▶ [TASK REQUIREMENTS] All that is wanted is the exact lines from the first line of the data below through the line with "query: wooden footboard", both ends included, with pictures omitted.
======
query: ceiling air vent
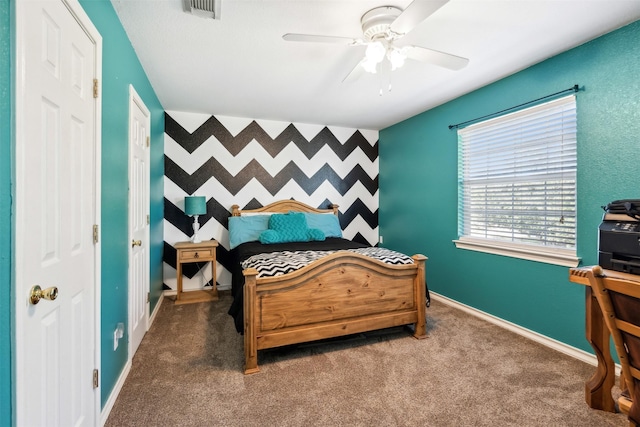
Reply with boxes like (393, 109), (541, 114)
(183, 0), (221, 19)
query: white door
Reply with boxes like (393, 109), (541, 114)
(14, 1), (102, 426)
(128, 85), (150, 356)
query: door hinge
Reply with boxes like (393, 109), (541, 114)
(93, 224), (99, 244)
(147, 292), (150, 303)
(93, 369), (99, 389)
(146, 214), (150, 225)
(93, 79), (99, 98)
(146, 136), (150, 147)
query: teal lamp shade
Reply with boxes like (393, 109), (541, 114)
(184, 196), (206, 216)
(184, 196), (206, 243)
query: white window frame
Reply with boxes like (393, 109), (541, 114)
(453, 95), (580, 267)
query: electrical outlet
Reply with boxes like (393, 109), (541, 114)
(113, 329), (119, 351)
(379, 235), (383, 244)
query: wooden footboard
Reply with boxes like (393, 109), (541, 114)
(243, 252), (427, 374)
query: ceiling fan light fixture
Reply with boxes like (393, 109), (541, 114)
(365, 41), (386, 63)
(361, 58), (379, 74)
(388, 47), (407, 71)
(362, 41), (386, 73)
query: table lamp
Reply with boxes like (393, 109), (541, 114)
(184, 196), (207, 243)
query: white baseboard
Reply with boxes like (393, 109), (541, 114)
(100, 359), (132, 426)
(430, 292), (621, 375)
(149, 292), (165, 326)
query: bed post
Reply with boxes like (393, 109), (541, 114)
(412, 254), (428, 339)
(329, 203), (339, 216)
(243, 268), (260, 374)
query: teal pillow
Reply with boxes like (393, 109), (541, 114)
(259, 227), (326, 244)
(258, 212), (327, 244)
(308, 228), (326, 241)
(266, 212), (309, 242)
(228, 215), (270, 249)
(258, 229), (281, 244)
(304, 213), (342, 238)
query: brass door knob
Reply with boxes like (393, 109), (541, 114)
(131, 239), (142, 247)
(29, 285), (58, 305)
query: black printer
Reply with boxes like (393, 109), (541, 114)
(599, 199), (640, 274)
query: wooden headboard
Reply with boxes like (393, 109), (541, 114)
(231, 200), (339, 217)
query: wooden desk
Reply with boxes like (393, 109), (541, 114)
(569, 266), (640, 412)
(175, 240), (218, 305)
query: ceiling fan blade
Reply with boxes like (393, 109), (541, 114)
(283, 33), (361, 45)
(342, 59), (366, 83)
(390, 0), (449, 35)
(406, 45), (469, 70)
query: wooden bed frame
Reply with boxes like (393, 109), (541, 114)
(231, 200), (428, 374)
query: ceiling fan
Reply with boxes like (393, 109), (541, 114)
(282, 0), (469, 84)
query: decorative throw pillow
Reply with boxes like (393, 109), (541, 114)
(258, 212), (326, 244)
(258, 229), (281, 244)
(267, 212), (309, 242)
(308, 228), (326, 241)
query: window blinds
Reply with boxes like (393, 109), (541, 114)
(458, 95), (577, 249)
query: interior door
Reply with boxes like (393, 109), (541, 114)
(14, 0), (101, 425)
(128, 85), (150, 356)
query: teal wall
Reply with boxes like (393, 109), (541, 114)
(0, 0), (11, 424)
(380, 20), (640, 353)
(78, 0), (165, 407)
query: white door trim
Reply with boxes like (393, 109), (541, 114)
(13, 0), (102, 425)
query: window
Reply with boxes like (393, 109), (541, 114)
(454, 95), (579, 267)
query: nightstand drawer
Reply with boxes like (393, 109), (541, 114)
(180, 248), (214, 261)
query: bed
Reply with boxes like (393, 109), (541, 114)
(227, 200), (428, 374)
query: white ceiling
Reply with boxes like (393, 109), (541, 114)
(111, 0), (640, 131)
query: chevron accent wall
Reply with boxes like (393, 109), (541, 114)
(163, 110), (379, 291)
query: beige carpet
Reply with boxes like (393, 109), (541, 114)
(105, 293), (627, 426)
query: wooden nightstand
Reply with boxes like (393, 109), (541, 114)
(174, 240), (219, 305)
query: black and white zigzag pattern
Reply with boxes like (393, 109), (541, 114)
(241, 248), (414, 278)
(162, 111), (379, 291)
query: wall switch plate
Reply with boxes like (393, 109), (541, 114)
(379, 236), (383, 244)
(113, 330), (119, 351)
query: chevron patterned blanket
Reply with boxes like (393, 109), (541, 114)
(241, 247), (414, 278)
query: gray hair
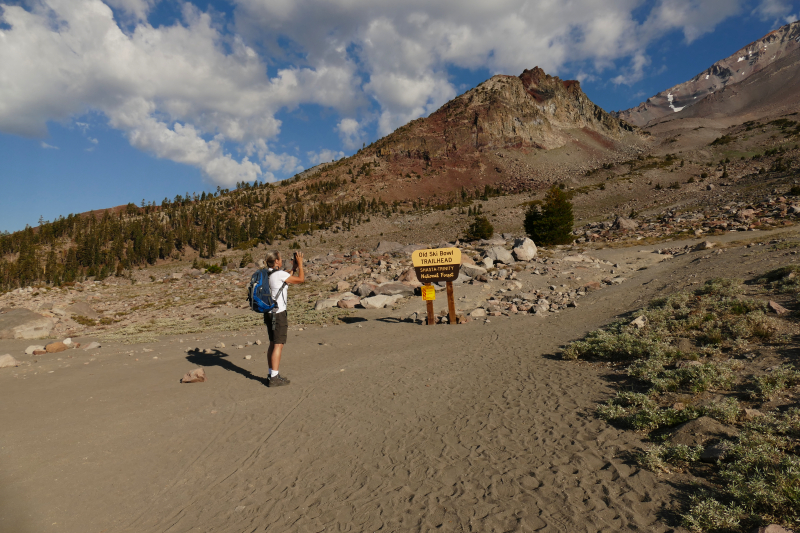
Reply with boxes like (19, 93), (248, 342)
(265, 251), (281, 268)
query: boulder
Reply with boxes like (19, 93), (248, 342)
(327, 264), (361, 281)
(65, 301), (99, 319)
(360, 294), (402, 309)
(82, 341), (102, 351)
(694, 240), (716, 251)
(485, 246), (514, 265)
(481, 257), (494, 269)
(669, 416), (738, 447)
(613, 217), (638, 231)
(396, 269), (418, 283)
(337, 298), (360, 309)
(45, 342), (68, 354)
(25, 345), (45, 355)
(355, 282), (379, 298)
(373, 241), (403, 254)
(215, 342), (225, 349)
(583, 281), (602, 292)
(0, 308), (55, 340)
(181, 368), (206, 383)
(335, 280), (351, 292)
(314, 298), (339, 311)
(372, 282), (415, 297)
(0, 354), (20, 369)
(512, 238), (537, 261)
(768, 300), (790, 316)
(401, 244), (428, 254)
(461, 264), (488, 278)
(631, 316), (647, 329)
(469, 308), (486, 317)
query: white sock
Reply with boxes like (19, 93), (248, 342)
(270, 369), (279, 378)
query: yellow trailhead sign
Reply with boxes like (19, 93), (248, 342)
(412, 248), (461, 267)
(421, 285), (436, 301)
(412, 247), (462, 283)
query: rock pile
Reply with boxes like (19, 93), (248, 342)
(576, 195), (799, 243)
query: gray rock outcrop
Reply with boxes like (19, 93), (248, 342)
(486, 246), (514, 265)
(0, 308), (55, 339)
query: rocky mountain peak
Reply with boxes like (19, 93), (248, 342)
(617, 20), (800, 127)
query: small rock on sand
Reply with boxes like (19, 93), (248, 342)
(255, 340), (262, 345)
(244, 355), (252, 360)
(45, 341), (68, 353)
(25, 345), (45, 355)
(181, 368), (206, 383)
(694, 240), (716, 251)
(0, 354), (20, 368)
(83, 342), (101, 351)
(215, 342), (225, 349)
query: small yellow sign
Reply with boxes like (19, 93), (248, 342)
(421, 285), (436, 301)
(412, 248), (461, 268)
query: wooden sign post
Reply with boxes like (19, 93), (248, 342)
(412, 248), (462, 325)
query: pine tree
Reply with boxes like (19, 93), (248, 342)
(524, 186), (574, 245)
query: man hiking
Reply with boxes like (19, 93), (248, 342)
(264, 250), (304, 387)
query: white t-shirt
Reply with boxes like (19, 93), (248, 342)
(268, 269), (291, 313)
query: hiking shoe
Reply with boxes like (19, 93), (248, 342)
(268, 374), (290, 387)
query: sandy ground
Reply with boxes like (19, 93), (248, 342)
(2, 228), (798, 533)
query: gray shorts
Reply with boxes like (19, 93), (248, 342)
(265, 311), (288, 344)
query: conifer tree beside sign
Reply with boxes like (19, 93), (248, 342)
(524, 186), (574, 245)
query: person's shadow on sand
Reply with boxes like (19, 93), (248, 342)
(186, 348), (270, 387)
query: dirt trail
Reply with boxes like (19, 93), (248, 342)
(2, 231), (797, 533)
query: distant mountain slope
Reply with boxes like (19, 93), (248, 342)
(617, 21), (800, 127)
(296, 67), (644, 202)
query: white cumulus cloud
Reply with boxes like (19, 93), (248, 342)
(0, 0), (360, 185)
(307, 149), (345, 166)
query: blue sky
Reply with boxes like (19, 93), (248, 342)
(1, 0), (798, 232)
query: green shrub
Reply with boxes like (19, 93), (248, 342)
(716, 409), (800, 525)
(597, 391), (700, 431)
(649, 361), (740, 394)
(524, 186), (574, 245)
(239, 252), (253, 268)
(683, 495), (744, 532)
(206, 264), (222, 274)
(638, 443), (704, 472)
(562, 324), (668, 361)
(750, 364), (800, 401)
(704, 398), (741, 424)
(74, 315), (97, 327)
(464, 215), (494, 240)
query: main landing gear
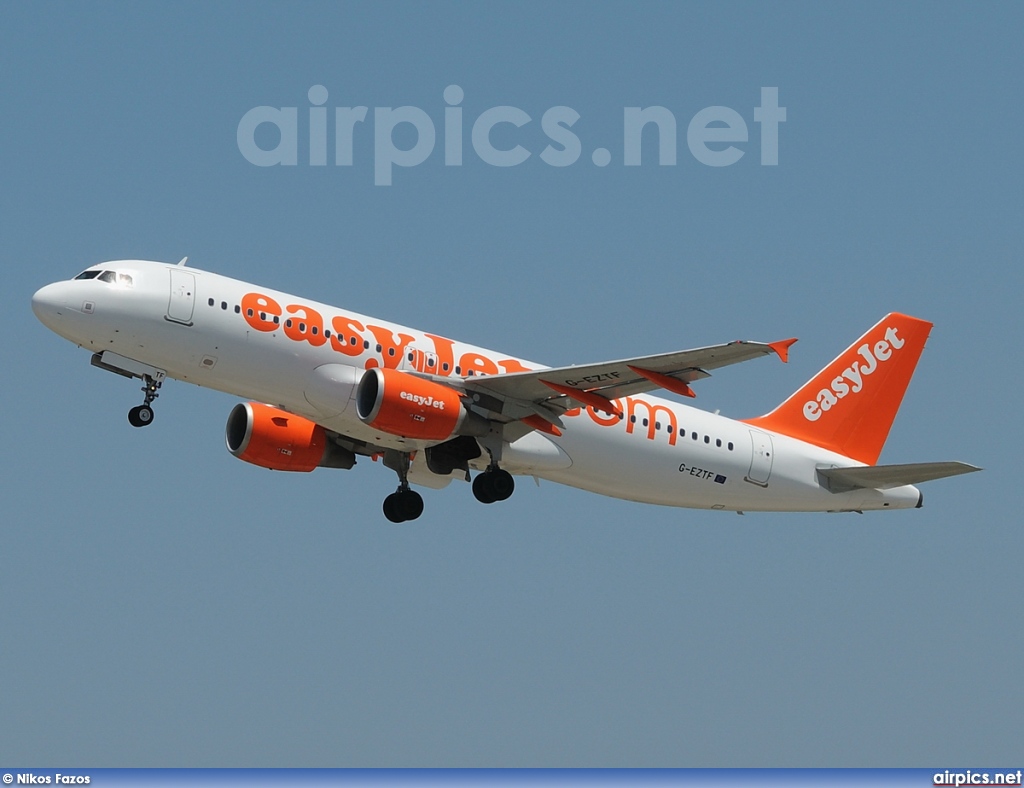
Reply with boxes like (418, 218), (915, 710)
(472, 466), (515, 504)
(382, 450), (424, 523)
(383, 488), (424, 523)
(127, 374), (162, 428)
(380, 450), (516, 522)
======
▶ [WORKED SOLUTION]
query: ceiling air vent
Reply with boxes like (393, 109), (541, 114)
(183, 0), (221, 19)
query: white door
Reply with boxes like (393, 109), (541, 114)
(14, 1), (102, 426)
(128, 85), (150, 356)
query: door hinge
Reply with boxes like (393, 109), (541, 114)
(93, 224), (99, 244)
(147, 292), (150, 303)
(93, 369), (99, 389)
(146, 214), (150, 225)
(93, 79), (99, 98)
(146, 136), (150, 147)
query: teal lamp shade
Reply with boxes like (393, 109), (541, 114)
(184, 196), (206, 216)
(184, 196), (206, 243)
query: white window frame
Reply with boxes like (393, 109), (541, 114)
(453, 95), (580, 267)
query: electrical outlet
Reply with boxes like (393, 109), (541, 114)
(113, 329), (119, 351)
(379, 235), (383, 244)
query: wooden footboard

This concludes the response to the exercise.